**Dataset records:**
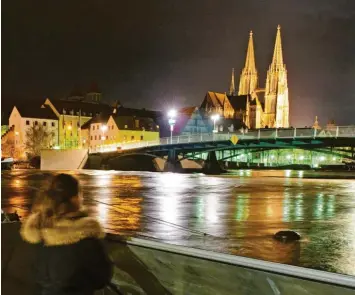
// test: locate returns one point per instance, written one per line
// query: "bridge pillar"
(172, 163)
(211, 164)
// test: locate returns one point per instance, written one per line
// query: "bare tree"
(38, 138)
(8, 147)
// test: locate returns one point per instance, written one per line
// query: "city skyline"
(174, 58)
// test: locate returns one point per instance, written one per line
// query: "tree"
(38, 138)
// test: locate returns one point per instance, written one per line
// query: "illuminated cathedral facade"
(262, 107)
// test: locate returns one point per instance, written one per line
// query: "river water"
(239, 212)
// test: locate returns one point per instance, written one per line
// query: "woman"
(71, 259)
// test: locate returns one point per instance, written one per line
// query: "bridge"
(338, 141)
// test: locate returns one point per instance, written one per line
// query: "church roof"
(218, 99)
(238, 102)
(87, 109)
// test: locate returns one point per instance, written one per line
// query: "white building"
(22, 118)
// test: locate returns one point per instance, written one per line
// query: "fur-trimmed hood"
(65, 231)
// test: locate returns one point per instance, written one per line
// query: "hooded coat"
(70, 258)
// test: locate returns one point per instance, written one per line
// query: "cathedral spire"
(232, 85)
(276, 91)
(277, 59)
(250, 60)
(249, 77)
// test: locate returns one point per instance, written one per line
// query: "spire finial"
(232, 85)
(277, 59)
(250, 60)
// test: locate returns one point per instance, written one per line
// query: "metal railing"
(290, 133)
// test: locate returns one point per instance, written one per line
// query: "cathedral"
(256, 107)
(269, 106)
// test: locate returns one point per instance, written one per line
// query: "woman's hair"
(57, 200)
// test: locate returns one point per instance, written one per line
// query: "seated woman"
(70, 259)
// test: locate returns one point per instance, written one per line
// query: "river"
(239, 212)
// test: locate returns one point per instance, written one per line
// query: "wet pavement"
(237, 213)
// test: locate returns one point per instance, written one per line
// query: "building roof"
(129, 122)
(36, 112)
(122, 111)
(87, 109)
(238, 102)
(218, 99)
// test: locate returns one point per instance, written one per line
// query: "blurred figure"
(70, 259)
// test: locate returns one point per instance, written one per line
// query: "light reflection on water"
(241, 211)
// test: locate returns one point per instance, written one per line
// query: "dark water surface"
(240, 212)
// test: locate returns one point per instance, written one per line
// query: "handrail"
(281, 133)
(283, 269)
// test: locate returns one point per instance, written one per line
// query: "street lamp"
(172, 121)
(214, 118)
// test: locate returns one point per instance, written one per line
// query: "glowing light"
(215, 117)
(172, 113)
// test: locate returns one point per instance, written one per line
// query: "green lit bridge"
(265, 147)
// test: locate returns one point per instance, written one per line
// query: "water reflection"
(242, 212)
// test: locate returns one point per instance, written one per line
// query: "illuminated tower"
(276, 93)
(249, 76)
(232, 86)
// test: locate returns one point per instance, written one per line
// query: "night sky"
(160, 54)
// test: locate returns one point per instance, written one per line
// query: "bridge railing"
(301, 133)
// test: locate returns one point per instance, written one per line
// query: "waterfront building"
(123, 125)
(23, 117)
(261, 107)
(4, 129)
(190, 120)
(72, 113)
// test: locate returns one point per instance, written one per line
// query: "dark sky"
(158, 54)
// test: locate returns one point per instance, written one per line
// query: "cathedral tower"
(249, 76)
(276, 93)
(232, 86)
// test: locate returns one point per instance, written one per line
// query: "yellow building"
(72, 114)
(122, 126)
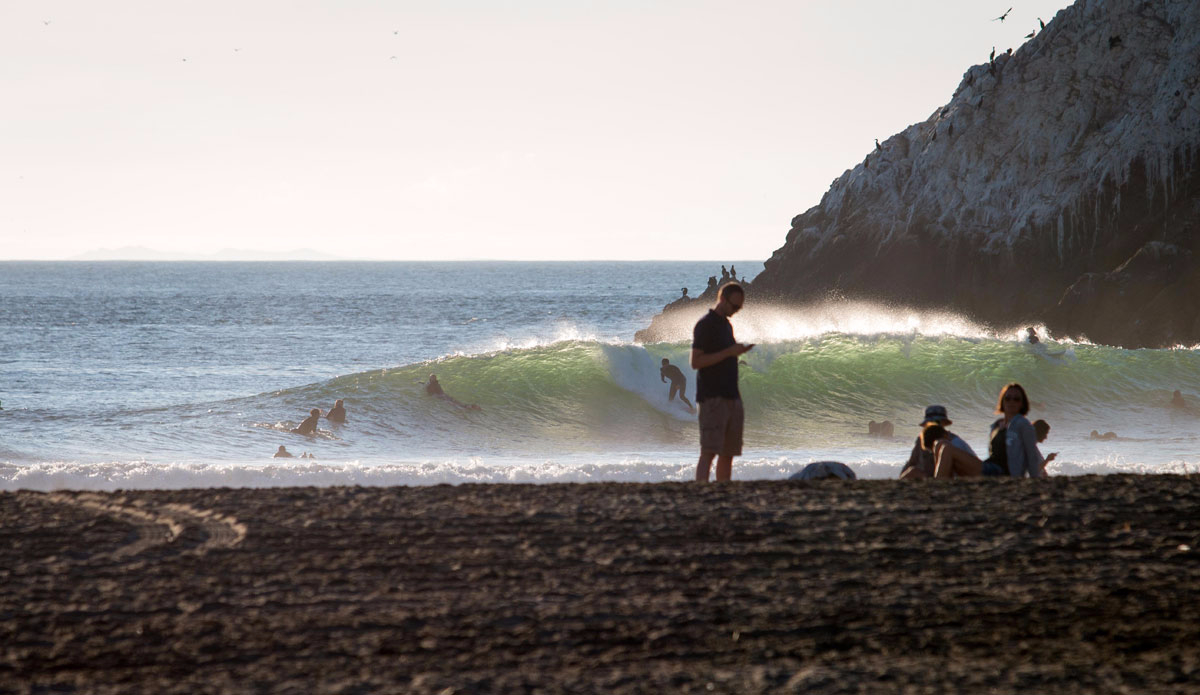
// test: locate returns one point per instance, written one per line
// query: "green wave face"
(591, 396)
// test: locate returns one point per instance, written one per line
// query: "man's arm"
(701, 359)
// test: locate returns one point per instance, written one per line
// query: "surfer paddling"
(433, 388)
(337, 413)
(714, 355)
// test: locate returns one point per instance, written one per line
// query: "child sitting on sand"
(949, 461)
(1042, 429)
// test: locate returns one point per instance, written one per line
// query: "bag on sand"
(822, 469)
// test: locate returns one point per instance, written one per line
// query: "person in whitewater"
(433, 388)
(678, 383)
(714, 355)
(310, 424)
(337, 413)
(921, 461)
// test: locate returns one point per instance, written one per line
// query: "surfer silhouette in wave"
(309, 427)
(337, 413)
(678, 383)
(433, 388)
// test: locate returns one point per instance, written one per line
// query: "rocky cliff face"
(1060, 184)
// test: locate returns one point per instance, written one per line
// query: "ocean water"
(190, 375)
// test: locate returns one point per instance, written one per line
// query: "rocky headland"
(1060, 185)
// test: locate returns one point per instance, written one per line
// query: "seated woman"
(1020, 439)
(949, 461)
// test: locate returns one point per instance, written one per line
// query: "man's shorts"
(720, 426)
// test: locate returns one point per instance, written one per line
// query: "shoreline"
(1066, 585)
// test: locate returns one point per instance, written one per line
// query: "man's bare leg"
(705, 465)
(724, 468)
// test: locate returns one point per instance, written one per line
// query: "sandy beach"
(1068, 585)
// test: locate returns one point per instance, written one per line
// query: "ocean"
(191, 375)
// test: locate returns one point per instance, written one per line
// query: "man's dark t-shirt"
(720, 381)
(673, 373)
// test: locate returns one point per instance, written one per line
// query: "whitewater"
(191, 375)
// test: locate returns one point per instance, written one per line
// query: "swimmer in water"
(309, 426)
(337, 413)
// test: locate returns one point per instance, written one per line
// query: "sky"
(533, 130)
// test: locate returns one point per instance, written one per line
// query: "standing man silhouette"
(714, 355)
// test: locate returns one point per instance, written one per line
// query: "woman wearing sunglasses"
(1020, 441)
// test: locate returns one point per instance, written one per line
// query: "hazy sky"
(459, 129)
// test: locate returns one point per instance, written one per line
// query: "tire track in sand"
(157, 525)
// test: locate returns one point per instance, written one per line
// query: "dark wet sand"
(1071, 585)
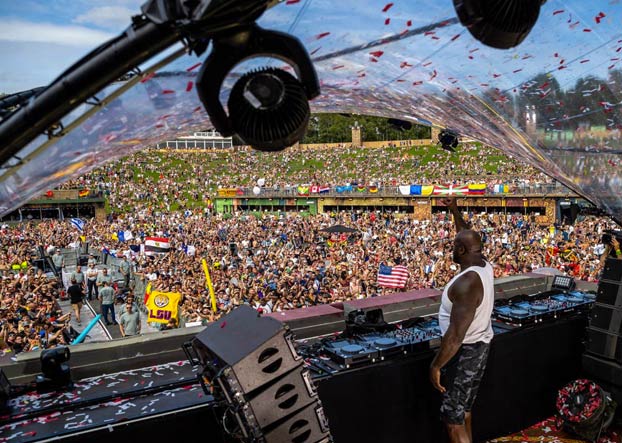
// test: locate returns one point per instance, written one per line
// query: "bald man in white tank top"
(465, 322)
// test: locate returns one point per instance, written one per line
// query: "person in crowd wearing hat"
(129, 322)
(76, 296)
(91, 281)
(106, 296)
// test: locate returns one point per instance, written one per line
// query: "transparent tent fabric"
(554, 101)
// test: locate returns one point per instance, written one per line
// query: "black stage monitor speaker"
(306, 426)
(253, 349)
(250, 364)
(612, 270)
(604, 344)
(606, 317)
(609, 293)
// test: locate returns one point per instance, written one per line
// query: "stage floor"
(546, 432)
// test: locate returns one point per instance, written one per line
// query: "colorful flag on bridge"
(393, 276)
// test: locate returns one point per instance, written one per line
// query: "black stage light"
(448, 140)
(501, 24)
(56, 373)
(268, 108)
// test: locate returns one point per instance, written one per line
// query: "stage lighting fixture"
(268, 107)
(56, 373)
(501, 24)
(448, 140)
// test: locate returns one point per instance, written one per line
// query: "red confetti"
(148, 77)
(599, 17)
(193, 67)
(387, 7)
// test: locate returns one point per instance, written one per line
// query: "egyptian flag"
(156, 245)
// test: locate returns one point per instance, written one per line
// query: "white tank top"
(481, 327)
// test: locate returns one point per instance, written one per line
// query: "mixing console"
(528, 310)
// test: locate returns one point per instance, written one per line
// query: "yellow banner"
(162, 306)
(426, 190)
(227, 192)
(208, 284)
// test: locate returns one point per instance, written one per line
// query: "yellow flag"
(208, 283)
(162, 306)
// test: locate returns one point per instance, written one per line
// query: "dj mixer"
(525, 310)
(375, 346)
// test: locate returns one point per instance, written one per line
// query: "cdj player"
(524, 310)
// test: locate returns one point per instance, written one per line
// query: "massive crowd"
(152, 179)
(272, 262)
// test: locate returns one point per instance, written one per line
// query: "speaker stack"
(250, 366)
(603, 357)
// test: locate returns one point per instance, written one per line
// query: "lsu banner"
(227, 192)
(162, 306)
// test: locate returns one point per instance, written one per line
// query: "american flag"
(392, 276)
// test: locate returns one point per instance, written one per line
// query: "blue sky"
(39, 39)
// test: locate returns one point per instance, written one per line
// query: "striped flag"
(392, 276)
(156, 245)
(451, 190)
(78, 224)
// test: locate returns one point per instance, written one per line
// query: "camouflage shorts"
(461, 377)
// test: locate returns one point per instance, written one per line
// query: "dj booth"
(388, 400)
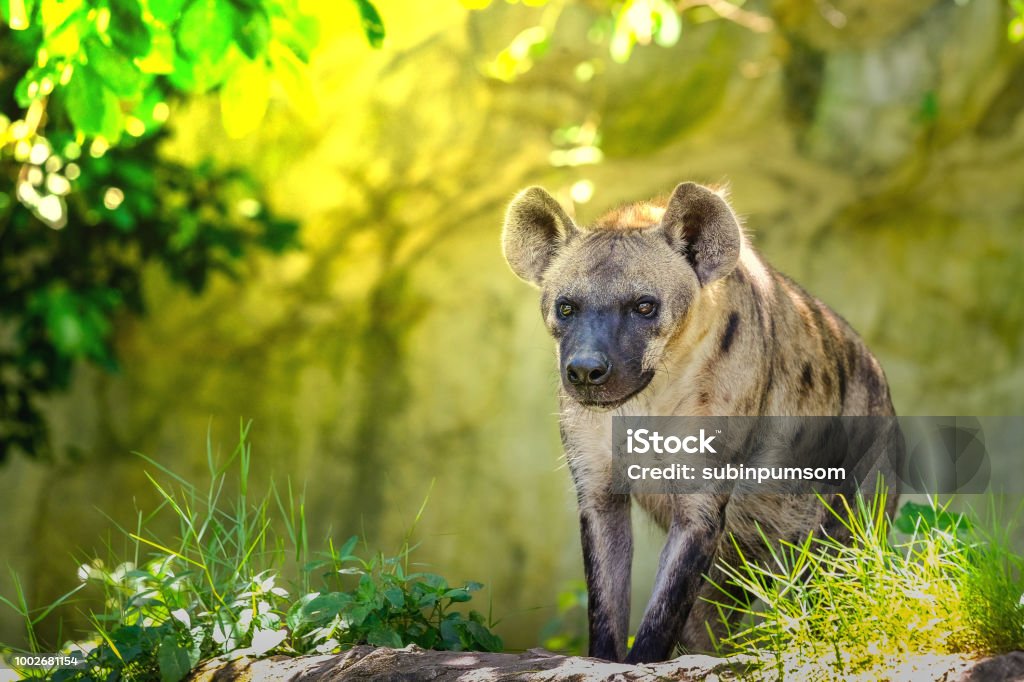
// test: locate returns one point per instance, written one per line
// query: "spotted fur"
(732, 336)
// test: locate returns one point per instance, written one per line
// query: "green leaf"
(117, 71)
(486, 640)
(395, 596)
(913, 516)
(451, 635)
(173, 659)
(300, 35)
(161, 56)
(321, 608)
(244, 98)
(92, 108)
(166, 10)
(458, 594)
(384, 637)
(205, 30)
(346, 550)
(127, 30)
(252, 33)
(17, 12)
(373, 26)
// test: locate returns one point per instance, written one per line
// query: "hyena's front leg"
(607, 555)
(686, 557)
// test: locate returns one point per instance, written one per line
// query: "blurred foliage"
(1016, 29)
(86, 200)
(566, 632)
(621, 27)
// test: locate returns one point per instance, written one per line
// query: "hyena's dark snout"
(588, 369)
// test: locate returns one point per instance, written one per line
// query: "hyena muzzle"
(665, 308)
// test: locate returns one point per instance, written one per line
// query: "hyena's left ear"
(536, 226)
(701, 224)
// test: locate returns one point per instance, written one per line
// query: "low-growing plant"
(221, 588)
(826, 609)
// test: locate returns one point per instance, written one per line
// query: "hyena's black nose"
(591, 369)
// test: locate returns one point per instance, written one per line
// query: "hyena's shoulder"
(795, 353)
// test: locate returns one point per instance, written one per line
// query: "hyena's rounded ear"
(535, 228)
(699, 223)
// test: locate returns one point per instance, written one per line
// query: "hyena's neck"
(727, 358)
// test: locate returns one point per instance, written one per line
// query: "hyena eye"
(646, 307)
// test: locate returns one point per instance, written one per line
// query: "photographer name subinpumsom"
(739, 472)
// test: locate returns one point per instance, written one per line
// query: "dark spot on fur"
(807, 378)
(826, 381)
(841, 373)
(730, 331)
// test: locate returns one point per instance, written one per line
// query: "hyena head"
(613, 295)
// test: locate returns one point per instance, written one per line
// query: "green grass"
(824, 609)
(220, 587)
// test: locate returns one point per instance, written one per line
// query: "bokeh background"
(873, 147)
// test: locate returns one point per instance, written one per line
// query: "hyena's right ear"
(699, 223)
(535, 228)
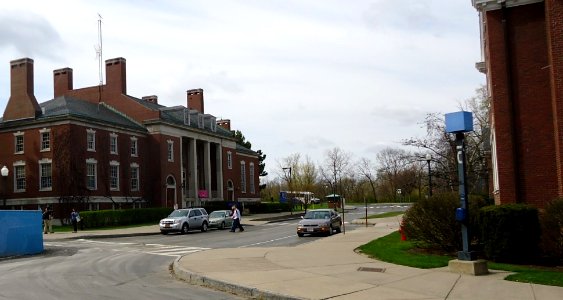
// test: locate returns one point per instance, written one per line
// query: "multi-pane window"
(114, 176)
(242, 177)
(134, 145)
(19, 171)
(91, 140)
(229, 160)
(45, 181)
(45, 141)
(113, 143)
(134, 177)
(19, 143)
(91, 171)
(170, 150)
(251, 183)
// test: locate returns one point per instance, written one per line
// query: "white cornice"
(486, 5)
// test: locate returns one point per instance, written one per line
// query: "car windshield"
(178, 213)
(217, 214)
(317, 215)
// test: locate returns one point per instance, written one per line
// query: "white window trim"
(19, 163)
(45, 161)
(95, 163)
(114, 163)
(111, 137)
(93, 133)
(170, 150)
(16, 135)
(41, 132)
(134, 141)
(136, 166)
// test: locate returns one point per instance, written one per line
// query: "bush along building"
(522, 46)
(100, 148)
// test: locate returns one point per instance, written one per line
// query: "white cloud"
(293, 76)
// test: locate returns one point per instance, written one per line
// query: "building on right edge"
(522, 47)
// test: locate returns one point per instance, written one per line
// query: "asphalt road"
(137, 267)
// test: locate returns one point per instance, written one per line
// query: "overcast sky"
(294, 76)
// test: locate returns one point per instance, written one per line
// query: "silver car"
(183, 220)
(220, 219)
(319, 221)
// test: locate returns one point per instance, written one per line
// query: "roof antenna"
(99, 56)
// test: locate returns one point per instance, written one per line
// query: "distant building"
(99, 148)
(522, 43)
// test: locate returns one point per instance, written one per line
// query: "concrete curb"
(239, 290)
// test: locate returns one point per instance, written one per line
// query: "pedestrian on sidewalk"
(74, 219)
(236, 220)
(47, 217)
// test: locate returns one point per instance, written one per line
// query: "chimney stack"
(62, 81)
(195, 100)
(22, 103)
(151, 99)
(225, 123)
(116, 79)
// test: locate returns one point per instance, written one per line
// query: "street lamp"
(4, 173)
(428, 160)
(289, 187)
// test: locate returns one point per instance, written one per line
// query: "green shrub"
(432, 221)
(510, 232)
(551, 221)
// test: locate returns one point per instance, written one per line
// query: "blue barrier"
(20, 232)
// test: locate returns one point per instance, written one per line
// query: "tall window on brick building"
(45, 139)
(242, 177)
(114, 176)
(113, 143)
(91, 140)
(134, 145)
(251, 183)
(134, 177)
(91, 174)
(229, 160)
(18, 140)
(19, 178)
(170, 150)
(45, 177)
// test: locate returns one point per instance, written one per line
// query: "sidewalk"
(330, 269)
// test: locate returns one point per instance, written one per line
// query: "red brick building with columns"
(522, 44)
(102, 148)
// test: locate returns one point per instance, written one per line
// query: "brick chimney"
(195, 100)
(151, 99)
(225, 123)
(116, 79)
(22, 103)
(62, 81)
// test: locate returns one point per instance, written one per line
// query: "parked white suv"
(183, 220)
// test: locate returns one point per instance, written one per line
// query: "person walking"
(236, 220)
(47, 217)
(74, 218)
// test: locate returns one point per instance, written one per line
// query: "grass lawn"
(391, 249)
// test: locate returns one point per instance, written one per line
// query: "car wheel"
(184, 229)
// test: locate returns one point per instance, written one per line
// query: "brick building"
(522, 44)
(98, 148)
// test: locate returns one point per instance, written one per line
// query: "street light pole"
(4, 172)
(428, 160)
(289, 187)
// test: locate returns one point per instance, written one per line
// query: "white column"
(219, 166)
(192, 167)
(207, 166)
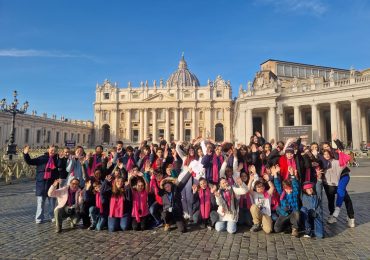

**Your objective:**
Which lines in the listing above contain the string "black"? Find every such line and copy it out. The match is case-sensitive.

**Expected output:**
// query: "black stage monitor speaker"
// query: "black stage light"
// query: "hyena's black nose"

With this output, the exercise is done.